→ **課題の要件**
[a] 幻想短歌についての文章を読み、次の問いに答えてください。
(i) 冒頭で筆者は「蒼蒼」をどう読んだか。
(ii) 筆者がこの日取り上げた十首は誰の短歌か。
(iii) 「ピアノひとつ」で始まる歌で、夜明けに「われ」が思うものは何か。
[b] 幻想短歌についての文章を、最後に示された一文の後から書き継いでください。

→ **本文抜粋**
- - -

こういう神話モチーフの短歌は好きだ。蒼蒼は「あおあお」と読んだが解説によると「そうそう」の冷たく冴えた感じがいいとか。向日葵のまなこという時点で幻想だから、「あおあお」でもいんじゃないかな。空を鏡のように写す「まなこ」。

模範十首

今日は黒瀬珂瀾(くろせ からん)の幻想短歌十首。ここでけっこう影響されてしまうから、今日も幻想短歌が作れるようにと。

地下街を廃神殿と思ふまでにアポロの髪をけぷらせて来ぬ  『黒曜宮』
咲き終へし薔薇のごとくに青年が汗ばむ胸をさらすを見たり 『黒曜宮』 
鶸のごと青年が銜(くは)へし茱萸を舌にて奪ふさらに奪はむ  『黒曜宮』
僕たちは月より細く光りつつ死ぬ、と誰かが呟く真昼  『黒曜宮』
明け方に翡翠のごと口づけをくるるこの子もしづかにほろぶ 『黒曜宮』
語られてゆくべき大災害はひめやかに来む秋冷の朝   『黒曜宮』
男権中心主義(ファロセントリズム)ならねど身ひとつ聳(おそ)ゆるものをわれは愛しむ  『黒曜宮』
ピアノひとつ海に沈むる映画見し夜明けのわれの棺を思ふ  『黒曜宮』

- - -

→ **提供資料**
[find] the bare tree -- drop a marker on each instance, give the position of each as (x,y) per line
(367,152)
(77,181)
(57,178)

- - -

→ **本課題の解答**
[a]
(i) 「あおあお」
(ii) 黒瀬珂瀾
(iii) われの棺

[b]
十代の儀礼にかかり死ぬことの近しと思へばわれも楽しも 『黒曜宮』 
ささやかな地球に種子(たね)が落つる夜の月が背中をなぞるひとり寝  『黒曜宮』
違う世にあらば覇王となるはずの彼と僕とが観覧車にゐる 『黒曜宮』 

「けぷらせ」とは「ケプラせ」なのか「煙らせ」の古語なのか?分からないがアポロを殺したということだろう。だから地下の廃神殿になっているのだ。
「咲き終へし薔薇のごとく」胸の病の隠喩表現だろうか?
「奪ふさらに奪はむ」というリフレインの効用と赤い茱萸で口を汚した鶸のような少年。
作中主体(専門用語を使ってみた)は夜の人なんだな。鬼か?
滅びの美学か?それでも作者は鳥が好きなんだな。
「大災害がひめやかに」は「秘めやか」と「冷え」の掛け言葉かな。
「男権中心主義(ファロセントリズム)」の専門用語とか「聳(おそ)ゆる」とかの難しい漢字とか、こういうのが幻想性に繋がるのかもしれないが、ちょっと面倒くさい。
「ピアノ」の歌の方が日常性にありながら「棺」というイメージ結びつける幻想性。こっちの方がいい。ピアノから音楽性も感じるし。
幻想性は「死」と結びつくのは、それが非日常であり、誰にもやってくることだから。呪術としてのうたならばなおさらか?
「死」の代わりに「寝」や「夢」を置くことも幻想に繋がる。
白昼夢的な歌かな。観覧車が道具立てとしては幻想世界を導きだす。

高柳克弘『究極の俳句』「第二章 常識を疑う」

俳句の「俳」は、わざおぎ。つまり自分でない別の人を演じるということ。
俳句が「非常の文芸」と呼ばれるのも、時として人としての身を超えることがある。神(自然)の視点。俳句は元来人間中心主義にはならない。天上的視点。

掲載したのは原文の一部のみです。